* Work instructions: From the first line to the last, write out the material exactly.

* Data supplied:
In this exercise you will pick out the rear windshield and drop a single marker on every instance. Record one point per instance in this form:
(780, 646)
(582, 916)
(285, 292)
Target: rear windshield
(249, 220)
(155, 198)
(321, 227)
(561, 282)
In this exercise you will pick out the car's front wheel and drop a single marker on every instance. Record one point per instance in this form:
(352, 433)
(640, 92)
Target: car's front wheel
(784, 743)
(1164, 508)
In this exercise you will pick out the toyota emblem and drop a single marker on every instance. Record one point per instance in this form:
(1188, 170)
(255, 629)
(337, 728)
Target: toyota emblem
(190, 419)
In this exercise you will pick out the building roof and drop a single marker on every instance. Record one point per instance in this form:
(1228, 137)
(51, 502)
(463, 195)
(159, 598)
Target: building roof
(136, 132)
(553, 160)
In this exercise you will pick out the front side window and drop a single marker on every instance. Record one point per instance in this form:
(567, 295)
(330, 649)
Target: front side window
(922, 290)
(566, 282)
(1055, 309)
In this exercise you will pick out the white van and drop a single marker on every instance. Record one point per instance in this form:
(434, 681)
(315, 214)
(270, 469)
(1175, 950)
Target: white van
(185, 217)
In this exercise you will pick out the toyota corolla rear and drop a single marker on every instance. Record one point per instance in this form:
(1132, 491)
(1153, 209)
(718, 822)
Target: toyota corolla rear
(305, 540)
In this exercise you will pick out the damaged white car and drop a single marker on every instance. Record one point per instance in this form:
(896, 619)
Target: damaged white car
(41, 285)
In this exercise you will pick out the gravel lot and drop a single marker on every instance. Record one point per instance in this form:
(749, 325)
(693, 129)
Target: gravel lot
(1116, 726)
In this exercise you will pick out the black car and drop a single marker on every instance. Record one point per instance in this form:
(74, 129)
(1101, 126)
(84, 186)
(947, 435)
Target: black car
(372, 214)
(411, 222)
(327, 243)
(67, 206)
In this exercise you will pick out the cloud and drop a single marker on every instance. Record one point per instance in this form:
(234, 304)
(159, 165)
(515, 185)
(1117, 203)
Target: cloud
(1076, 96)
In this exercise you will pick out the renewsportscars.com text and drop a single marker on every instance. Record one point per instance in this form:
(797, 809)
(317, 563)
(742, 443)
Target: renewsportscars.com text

* Written solution:
In this exercise you will pick out the rear windshield and drop a single marker on every instance. Record one point per instance in this form:
(780, 646)
(582, 916)
(285, 292)
Target: rear windshield
(249, 220)
(155, 198)
(321, 227)
(561, 282)
In this exercise you will pick out the car's front wheel and drop a single marker on every instance. Record one point per instance in this form:
(352, 433)
(640, 92)
Target: car's front wheel
(784, 743)
(1164, 508)
In this exercise you will pick out the toyota emblem and drop a single marker on every instance. Record one point per instance in this form:
(1188, 170)
(255, 629)
(337, 728)
Target: toyota emblem
(190, 419)
In this exercise you will pick out the building roof and drop a single marker on every instance. Record one point per instance in this form:
(1228, 137)
(51, 502)
(463, 195)
(159, 598)
Target: building roof
(136, 132)
(553, 160)
In this exercise you will pick out the front side window and drop a single marker on every instance. Record one point per instance in this form:
(567, 295)
(330, 649)
Target: front side window
(922, 290)
(566, 282)
(1055, 309)
In this exercise you will pick out the white van and drop a single marker on every instance. Record one point per instance in this form:
(434, 681)
(315, 214)
(270, 469)
(1175, 950)
Target: white van
(185, 217)
In this exercise you will pick out the toyota corolla rear and drop a single marker on every instance. Record one point per instance in this form:
(1132, 491)
(1153, 209)
(718, 822)
Target: toyota corolla rear
(305, 540)
In this exercise you will pick out the damaged white car and drop a single marker on every instance. Record one point per instance in this form:
(896, 619)
Target: damaged white car
(41, 285)
In this exercise you will pick out the gravel lot and drop a single marker on every instance. Record one point per instance in this form:
(749, 325)
(693, 129)
Target: gravel lot
(1116, 726)
In this exercise you will pick out the black car and drop a single marker on every instance. Record one point per instance in this form:
(74, 129)
(1101, 126)
(84, 186)
(947, 435)
Target: black car
(372, 214)
(411, 222)
(327, 243)
(67, 206)
In this exercise you will pick out the cloud and drop a single marker on every instance. Record one point per instance in this form:
(234, 304)
(159, 165)
(515, 185)
(1117, 203)
Target: cloud
(1076, 96)
In this exercise you will pick out the renewsportscars.com text and drop a single marker on every instance. Record one point per instance in this form:
(797, 809)
(317, 563)
(742, 443)
Target: renewsportscars.com text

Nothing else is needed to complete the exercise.